# [Task instructions]
A. In the story about Germel's family, begin at the words "Germel had the" and stop after "stage-3 breast cancer.". Reproduce that stretch word for word.
B. According to the story about Germel's family, what stage of breast cancer was Rocquilla diagnosed with?
C. Shorten the paragraph of the story about Germel's family that begins "Life has changed so much for Germel" into one brief sentence, keeping its main facts.
Excerpt to read START
Germel had the family he always dreamed of — his wife, Rocquilla, the love of his life, and two happy, healthy boys.

It all seemed so perfect — until it was not. That was not so long ago, when cancer came into their lives.

It was after the birth of their second son, Zachary, when Rocquilla noticed a lump. Within a week of seeing the doctor, she was diagnosed with stage-3 breast cancer.

“Our life went from being good to just flipping all the way around going in an opposite direction,” Germel said.

For four years she fought the aggressive cancer with surgeries, medications, chemotherapy, and radiation. But the cancer spread.

About a year and a half ago, she died at just 32-years old.

“I felt like I was put on this Earth to be with this woman. Vice versa, I felt like God created us for each other. And… now you know, you just. I feel incomplete because she’s not there anymore,” he said with tears in his eyes.

The loss is so clearly felt by their sons. Zachary, 6, has pictures of his mom under his bed.

“I love you,” he said to his mother.

“This is my mom,” said 10-year-old Xavier as he pointed up. “I want to be just like her. Smart, generous, kind, respectful.”

Life has changed so much for Germel. Becoming a single dad, he is trying to fill the role of two now — play time with his kids, homework, laundry, making dinner, and then off to work with at-risk kids.

It is not easy, but Germel said he is sure that his wife is watching over them.

“I’m just doing what I’m supposed to do. Just… you know, my kids love me, you know. When they come home they climb all over me and they’re looking out for me. ‘Day, it’s going to be alright,’ he said.
Excerpt to read END
Data supplied START
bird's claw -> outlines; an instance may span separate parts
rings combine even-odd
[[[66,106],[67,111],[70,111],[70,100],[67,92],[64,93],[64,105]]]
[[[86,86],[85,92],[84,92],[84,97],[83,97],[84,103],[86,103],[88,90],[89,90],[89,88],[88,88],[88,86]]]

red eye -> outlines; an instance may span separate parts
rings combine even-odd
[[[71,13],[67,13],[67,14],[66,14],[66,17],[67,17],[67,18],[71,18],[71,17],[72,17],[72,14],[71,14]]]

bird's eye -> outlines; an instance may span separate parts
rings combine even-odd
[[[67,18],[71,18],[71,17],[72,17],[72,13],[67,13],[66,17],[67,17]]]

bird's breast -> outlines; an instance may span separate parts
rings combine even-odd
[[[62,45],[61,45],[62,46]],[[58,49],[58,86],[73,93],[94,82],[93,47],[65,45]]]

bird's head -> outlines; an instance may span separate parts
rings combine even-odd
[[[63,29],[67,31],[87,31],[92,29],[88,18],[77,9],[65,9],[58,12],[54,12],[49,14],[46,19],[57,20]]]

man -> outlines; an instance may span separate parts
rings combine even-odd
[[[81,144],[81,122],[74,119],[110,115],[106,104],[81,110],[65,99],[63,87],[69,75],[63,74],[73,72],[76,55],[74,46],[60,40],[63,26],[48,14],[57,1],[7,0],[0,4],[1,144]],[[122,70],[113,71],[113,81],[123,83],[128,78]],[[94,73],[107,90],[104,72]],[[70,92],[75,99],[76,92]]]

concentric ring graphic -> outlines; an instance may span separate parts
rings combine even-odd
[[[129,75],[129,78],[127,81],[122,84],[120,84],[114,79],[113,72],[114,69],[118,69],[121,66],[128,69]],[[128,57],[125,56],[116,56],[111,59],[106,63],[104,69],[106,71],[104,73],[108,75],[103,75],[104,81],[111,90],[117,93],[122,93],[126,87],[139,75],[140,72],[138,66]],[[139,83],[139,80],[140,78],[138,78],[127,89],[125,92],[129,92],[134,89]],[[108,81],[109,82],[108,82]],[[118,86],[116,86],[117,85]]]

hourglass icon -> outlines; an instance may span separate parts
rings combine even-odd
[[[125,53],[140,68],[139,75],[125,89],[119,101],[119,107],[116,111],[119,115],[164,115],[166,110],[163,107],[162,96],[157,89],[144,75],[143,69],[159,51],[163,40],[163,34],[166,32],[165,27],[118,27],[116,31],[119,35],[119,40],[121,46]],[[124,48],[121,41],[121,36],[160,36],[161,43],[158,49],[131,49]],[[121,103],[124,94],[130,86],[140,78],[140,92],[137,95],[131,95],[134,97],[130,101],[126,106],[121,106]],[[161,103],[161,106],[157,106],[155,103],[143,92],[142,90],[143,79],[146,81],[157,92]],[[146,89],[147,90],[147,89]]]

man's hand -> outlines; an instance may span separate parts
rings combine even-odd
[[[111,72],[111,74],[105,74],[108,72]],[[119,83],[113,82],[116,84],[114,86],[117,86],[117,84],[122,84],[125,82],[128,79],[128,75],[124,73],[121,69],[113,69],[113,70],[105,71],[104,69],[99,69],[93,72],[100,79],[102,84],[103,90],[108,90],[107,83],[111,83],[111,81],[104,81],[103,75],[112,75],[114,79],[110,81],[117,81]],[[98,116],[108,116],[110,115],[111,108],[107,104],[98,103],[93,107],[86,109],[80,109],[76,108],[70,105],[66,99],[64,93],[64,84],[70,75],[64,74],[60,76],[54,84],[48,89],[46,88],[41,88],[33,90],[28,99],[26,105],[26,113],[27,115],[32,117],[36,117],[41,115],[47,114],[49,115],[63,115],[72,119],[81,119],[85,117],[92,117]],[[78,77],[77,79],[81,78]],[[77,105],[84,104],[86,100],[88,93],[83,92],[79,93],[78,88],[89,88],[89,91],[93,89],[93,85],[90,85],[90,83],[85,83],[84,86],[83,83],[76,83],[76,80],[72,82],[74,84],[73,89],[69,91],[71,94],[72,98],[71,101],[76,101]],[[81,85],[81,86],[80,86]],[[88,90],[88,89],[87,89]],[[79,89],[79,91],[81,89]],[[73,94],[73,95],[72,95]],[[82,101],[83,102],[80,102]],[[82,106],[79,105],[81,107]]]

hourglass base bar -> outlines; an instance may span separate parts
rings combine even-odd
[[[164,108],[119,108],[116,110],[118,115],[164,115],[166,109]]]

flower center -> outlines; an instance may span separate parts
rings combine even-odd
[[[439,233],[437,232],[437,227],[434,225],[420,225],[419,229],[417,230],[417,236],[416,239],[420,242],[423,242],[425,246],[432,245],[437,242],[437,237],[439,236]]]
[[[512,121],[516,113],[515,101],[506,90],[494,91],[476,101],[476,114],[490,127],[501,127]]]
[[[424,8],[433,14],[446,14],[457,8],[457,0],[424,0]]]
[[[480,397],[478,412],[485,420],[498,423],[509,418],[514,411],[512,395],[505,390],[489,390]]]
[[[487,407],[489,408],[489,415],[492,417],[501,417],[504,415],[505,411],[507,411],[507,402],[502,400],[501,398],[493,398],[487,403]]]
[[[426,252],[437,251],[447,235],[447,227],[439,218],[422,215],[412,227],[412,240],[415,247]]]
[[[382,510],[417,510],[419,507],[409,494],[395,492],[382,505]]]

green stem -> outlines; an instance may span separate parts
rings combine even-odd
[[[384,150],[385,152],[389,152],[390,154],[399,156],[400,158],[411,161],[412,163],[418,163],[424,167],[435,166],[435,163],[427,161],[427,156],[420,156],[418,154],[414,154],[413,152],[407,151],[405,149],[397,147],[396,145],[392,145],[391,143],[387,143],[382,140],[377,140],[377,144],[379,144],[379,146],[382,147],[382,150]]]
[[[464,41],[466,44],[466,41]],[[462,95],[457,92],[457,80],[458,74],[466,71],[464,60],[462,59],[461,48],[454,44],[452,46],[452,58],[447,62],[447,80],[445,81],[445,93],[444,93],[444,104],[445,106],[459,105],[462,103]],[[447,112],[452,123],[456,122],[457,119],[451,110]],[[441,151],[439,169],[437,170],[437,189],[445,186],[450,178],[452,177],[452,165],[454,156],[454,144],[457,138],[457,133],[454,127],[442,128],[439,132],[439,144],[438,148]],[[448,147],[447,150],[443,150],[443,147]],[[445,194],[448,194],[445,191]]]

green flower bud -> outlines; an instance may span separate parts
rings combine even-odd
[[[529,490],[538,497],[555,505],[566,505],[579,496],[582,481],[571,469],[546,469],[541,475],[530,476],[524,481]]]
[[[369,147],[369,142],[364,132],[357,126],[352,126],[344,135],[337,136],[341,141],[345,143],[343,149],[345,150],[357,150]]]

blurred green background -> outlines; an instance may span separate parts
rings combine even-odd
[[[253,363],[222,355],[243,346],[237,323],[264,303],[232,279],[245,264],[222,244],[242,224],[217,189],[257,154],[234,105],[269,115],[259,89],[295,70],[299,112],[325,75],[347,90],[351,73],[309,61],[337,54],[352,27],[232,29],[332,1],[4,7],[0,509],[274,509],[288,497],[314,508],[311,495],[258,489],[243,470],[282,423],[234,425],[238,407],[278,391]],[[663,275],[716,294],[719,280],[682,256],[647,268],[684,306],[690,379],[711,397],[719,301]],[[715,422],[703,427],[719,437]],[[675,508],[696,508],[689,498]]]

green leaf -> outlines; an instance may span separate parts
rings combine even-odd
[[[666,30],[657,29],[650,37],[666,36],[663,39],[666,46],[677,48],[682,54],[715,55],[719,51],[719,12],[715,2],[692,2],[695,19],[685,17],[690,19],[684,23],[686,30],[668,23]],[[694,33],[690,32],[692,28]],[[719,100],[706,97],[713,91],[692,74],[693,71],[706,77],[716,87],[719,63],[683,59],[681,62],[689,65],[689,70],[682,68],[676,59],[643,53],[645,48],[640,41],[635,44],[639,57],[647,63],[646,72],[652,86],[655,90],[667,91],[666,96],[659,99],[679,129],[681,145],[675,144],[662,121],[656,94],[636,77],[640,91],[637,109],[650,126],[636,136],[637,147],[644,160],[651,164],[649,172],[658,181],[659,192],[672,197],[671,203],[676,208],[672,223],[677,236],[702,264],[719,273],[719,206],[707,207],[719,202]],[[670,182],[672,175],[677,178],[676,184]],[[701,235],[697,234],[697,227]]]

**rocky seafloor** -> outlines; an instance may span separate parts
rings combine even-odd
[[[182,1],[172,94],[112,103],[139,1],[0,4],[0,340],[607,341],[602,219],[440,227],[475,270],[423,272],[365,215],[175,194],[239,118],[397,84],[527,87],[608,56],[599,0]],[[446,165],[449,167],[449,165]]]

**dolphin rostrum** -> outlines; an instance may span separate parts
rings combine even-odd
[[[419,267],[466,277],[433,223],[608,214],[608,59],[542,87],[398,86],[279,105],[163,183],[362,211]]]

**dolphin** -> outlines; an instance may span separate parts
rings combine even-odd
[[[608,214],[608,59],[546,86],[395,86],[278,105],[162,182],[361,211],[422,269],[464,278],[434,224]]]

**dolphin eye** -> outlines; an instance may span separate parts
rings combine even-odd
Data supplied END
# [Responses for each task]
A.
Germel had the family he always dreamed of — his wife, Rocquilla, the love of his life, and two happy, healthy boys.

It all seemed so perfect — until it was not. That was not so long ago, when cancer came into their lives.

It was after the birth of their second son, Zachary, when Rocquilla noticed a lump. Within a week of seeing the doctor, she was diagnosed with stage-3 breast cancer.

B. Stage 3.

C. As a single dad, Germel now fills two roles: playing with his kids, doing homework, laundry and dinner, and then working with at-risk kids.